### EXCERPTED TEXT
Relish Your Whole Radish

Meanwhile, one of our readers called in with a question. “I buy radishes, and it bugs me to cut the tops off and toss them in the trash,” said Orange County resident Myrna Follender. “I was a Depression baby. You never throw anything away. But are they safe? Are they nutritious?” We leaped to the phone to find out.

First thing we learned: Follender wouldn’t have this dilemma if a Russian geneticist’s experiment in the 1920s had worked. He bred a radish with a cabbage in the hope of getting a plant with a radish root and a cabbage head. (Unfortunately, he got a cabbage root and a radish head.) Finding the answer to Follender’s question was tougher.

We tried the U.S. Department of Agriculture’s fabulous Nutrient Data Laboratory (which lists the nutrient content of thousands of foods) with no luck, though it certainly has many radishy entries, such as “Horseradish-tree, leafy tips, cooked, boiled, drained, with salt,” and “Radishes, Oriental, dried.” Next, we called the folks at UCLA’s Center for Human Nutrition, but they couldn’t help us right then because someone had absconded with their book on “Asian food composition.”

So we spoke to Arnold Bloom, chairman of the department of vegetable crops at UC Davis. He told us that radish tops can be eaten, and their taste and nutritional value should be similar to that of kale or mustard greens, two radish relatives. These plants, we finally report, are rich sources of calcium, vitamins C and A. (Whew.)

We’ve since learned on the Web that you can spend $25 a pound for mail-order, organically grown radish leaves. But though we dipped into a favorite Indian cookbook of ours--”Tasty Dishes From Waste Items,” just filled with thrifty recipes for banana peels and bad milk--we failed to come up with a radish-greens recipe. You’re on your own, Ms. Follender.

### EXTRACTED DATA
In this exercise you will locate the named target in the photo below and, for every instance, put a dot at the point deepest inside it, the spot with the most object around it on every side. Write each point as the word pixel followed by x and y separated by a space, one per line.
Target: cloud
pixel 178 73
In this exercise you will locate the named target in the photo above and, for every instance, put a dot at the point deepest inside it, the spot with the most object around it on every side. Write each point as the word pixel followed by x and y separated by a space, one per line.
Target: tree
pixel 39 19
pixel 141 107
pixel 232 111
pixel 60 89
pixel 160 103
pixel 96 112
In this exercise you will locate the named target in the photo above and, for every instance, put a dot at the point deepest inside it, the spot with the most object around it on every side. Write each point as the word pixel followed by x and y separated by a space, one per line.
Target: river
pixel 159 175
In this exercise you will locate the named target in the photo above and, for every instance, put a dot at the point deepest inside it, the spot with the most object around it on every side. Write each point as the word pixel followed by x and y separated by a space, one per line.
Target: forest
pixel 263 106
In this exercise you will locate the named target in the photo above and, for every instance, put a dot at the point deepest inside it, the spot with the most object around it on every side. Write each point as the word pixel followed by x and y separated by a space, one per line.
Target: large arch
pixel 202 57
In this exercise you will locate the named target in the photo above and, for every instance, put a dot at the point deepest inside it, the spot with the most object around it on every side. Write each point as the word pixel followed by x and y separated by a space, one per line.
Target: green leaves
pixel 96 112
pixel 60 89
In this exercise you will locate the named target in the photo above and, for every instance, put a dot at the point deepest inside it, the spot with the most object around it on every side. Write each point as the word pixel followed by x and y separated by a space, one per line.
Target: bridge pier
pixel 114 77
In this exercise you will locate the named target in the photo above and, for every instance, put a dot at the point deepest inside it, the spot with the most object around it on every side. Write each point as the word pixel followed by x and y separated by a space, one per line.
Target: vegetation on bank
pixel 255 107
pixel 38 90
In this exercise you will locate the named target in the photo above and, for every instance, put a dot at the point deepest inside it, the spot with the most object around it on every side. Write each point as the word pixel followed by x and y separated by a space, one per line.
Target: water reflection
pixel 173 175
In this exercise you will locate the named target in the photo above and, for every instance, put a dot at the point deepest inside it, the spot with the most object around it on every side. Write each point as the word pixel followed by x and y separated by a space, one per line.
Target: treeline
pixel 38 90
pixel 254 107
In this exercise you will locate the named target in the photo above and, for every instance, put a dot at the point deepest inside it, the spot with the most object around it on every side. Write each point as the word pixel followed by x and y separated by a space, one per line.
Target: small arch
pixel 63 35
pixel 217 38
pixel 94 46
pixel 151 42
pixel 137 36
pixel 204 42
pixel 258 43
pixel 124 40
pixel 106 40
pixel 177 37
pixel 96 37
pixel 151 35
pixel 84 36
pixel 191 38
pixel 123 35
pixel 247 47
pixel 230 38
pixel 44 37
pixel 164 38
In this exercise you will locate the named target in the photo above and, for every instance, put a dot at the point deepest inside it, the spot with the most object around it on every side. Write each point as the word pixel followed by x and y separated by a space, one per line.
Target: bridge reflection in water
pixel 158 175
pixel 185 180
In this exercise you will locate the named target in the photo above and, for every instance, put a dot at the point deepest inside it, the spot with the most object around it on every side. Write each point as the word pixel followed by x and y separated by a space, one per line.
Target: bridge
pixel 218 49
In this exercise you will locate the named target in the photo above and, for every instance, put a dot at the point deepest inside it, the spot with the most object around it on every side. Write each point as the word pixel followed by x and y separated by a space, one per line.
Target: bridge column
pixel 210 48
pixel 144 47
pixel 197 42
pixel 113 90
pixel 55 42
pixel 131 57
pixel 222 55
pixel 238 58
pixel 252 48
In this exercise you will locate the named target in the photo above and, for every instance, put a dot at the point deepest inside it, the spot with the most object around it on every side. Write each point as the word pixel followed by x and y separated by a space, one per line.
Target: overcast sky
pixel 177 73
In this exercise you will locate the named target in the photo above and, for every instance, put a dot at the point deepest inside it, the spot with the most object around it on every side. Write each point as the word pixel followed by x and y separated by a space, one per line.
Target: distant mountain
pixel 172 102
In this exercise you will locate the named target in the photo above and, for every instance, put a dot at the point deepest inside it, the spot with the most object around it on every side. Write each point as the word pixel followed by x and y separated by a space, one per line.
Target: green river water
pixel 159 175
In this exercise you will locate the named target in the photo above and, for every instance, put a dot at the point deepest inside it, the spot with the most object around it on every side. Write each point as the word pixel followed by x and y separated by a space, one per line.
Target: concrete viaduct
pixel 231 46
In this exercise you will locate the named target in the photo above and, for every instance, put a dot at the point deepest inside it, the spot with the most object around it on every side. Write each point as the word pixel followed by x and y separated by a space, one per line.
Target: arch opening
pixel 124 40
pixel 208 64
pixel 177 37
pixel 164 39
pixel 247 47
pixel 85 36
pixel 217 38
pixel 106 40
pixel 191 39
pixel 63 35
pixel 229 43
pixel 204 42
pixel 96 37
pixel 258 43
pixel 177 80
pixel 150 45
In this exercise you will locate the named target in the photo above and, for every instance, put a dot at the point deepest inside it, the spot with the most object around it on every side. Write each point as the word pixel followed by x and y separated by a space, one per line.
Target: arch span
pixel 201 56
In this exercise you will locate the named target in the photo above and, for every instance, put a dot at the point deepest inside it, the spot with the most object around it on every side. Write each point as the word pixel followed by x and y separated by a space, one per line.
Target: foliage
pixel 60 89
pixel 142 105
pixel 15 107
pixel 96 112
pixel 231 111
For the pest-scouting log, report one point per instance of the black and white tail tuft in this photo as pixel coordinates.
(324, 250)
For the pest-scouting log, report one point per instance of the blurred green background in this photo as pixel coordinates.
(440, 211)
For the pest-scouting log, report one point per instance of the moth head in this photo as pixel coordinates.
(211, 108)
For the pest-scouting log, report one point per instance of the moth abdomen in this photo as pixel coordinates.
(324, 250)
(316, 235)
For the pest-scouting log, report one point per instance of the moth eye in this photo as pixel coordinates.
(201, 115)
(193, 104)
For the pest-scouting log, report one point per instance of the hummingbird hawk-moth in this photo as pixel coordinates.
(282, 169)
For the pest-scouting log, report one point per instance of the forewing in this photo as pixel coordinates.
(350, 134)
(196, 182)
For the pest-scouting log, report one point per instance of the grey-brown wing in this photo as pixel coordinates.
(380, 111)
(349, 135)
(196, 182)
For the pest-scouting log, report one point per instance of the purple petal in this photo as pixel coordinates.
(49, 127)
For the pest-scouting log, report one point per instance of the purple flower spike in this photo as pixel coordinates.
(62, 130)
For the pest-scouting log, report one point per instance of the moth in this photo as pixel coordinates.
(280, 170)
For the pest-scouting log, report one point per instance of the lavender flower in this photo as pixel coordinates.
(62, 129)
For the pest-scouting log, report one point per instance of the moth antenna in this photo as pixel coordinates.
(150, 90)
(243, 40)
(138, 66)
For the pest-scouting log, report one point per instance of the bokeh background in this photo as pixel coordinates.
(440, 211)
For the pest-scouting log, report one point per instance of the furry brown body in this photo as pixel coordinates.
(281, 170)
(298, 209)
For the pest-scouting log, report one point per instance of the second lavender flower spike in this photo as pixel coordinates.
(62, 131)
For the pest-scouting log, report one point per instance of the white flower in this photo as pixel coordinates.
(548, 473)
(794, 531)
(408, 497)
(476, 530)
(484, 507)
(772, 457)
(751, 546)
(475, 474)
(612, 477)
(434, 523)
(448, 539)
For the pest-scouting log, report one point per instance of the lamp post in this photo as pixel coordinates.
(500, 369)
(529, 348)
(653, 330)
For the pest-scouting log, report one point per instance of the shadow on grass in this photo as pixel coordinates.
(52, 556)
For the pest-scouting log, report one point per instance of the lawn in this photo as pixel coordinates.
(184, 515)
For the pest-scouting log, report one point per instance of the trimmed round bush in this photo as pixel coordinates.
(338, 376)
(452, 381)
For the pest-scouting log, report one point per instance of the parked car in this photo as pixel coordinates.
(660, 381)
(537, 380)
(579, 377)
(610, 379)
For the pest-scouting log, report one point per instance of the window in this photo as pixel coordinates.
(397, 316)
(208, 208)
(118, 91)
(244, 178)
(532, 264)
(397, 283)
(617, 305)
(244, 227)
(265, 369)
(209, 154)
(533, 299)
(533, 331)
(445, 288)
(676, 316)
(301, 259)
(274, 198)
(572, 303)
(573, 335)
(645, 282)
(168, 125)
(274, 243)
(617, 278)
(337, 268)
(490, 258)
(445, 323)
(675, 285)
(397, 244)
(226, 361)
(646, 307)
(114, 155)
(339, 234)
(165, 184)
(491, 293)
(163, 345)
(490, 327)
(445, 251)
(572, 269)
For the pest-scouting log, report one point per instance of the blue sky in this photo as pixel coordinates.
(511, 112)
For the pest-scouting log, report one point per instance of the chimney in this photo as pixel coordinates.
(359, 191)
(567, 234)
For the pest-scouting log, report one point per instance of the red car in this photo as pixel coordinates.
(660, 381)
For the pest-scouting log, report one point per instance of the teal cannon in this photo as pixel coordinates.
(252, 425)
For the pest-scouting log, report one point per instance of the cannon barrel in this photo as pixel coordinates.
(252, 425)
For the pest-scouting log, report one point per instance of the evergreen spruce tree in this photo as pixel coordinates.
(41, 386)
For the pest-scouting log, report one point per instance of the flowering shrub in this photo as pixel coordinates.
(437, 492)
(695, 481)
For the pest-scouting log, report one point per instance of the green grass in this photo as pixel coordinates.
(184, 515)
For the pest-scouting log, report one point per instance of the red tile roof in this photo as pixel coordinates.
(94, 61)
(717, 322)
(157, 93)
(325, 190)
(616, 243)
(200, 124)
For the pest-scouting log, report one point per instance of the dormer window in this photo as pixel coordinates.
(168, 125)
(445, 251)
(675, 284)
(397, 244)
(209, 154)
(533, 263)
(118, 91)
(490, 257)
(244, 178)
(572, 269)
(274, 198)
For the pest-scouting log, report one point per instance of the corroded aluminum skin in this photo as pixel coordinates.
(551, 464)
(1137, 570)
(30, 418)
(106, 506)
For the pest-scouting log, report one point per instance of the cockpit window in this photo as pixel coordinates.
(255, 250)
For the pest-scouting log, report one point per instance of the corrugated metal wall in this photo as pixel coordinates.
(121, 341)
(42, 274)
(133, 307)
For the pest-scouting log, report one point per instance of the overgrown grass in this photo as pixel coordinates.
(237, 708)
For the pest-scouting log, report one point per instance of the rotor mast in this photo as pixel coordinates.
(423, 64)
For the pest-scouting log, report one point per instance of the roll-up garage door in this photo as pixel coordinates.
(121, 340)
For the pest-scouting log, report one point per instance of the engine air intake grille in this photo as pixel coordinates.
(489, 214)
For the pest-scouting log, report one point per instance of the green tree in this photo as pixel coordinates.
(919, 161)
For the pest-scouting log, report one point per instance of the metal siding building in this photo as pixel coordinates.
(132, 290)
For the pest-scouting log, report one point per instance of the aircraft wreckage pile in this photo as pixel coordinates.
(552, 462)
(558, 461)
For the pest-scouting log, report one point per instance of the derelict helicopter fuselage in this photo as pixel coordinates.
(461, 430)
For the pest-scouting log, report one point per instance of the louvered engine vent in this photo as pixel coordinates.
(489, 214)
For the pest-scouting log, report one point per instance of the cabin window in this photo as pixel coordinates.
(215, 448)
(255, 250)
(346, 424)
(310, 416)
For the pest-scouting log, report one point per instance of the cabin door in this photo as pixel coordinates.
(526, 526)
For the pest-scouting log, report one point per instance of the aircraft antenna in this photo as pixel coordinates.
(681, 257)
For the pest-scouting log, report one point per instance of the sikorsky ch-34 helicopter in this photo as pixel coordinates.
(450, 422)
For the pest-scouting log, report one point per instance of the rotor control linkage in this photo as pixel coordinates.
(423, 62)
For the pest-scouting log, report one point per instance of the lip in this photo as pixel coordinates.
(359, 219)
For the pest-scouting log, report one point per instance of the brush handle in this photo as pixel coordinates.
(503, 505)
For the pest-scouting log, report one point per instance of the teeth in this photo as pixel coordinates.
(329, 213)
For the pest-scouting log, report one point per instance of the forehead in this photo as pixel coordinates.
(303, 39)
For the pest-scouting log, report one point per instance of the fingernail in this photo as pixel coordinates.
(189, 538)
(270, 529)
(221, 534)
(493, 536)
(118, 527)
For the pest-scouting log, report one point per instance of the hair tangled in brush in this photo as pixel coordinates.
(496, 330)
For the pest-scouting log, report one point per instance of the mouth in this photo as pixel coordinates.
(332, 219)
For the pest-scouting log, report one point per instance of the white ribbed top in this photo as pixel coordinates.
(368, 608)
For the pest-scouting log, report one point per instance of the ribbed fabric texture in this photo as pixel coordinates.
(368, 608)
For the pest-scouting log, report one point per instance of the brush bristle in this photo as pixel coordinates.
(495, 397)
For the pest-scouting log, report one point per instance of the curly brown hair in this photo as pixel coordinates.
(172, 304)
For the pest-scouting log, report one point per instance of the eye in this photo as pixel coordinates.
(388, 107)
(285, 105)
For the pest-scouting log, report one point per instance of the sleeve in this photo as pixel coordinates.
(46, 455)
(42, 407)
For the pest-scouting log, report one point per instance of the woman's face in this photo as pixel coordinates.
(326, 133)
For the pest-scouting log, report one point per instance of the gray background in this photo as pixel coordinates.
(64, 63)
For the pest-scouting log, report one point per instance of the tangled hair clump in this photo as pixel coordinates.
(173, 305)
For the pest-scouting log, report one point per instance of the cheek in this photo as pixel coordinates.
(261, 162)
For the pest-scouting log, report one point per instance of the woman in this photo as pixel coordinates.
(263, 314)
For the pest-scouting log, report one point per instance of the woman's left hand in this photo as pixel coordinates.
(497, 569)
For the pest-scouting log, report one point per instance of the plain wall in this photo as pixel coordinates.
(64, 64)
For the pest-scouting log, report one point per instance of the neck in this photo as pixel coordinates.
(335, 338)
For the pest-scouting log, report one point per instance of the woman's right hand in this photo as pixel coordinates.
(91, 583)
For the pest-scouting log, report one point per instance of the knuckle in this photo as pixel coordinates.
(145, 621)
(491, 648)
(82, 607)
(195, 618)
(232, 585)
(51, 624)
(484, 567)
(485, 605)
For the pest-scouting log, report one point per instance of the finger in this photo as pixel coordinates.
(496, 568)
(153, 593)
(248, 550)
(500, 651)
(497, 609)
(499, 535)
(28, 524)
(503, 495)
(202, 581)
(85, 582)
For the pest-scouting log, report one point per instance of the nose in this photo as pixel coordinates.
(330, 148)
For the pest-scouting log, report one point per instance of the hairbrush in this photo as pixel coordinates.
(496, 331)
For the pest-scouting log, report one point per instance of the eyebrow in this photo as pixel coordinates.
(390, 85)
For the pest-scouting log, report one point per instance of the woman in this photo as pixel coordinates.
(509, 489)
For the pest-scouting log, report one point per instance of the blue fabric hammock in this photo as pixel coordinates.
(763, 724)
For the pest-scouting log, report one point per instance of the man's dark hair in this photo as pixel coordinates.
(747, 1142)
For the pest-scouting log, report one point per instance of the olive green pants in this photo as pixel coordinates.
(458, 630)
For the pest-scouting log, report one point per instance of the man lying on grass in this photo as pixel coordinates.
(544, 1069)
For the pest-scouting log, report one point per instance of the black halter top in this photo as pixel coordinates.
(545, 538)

### WORK ORDER 1
In the radish article, what did the Russian geneticist get when he bred a radish with a cabbage?
### WORK ORDER 2
Print the radish article from "Meanwhile, one of" up to and including "to find out.".

### REPLY 1
He got a cabbage root and a radish head.

### REPLY 2
Meanwhile, one of our readers called in with a question. “I buy radishes, and it bugs me to cut the tops off and toss them in the trash,” said Orange County resident Myrna Follender. “I was a Depression baby. You never throw anything away. But are they safe? Are they nutritious?” We leaped to the phone to find out.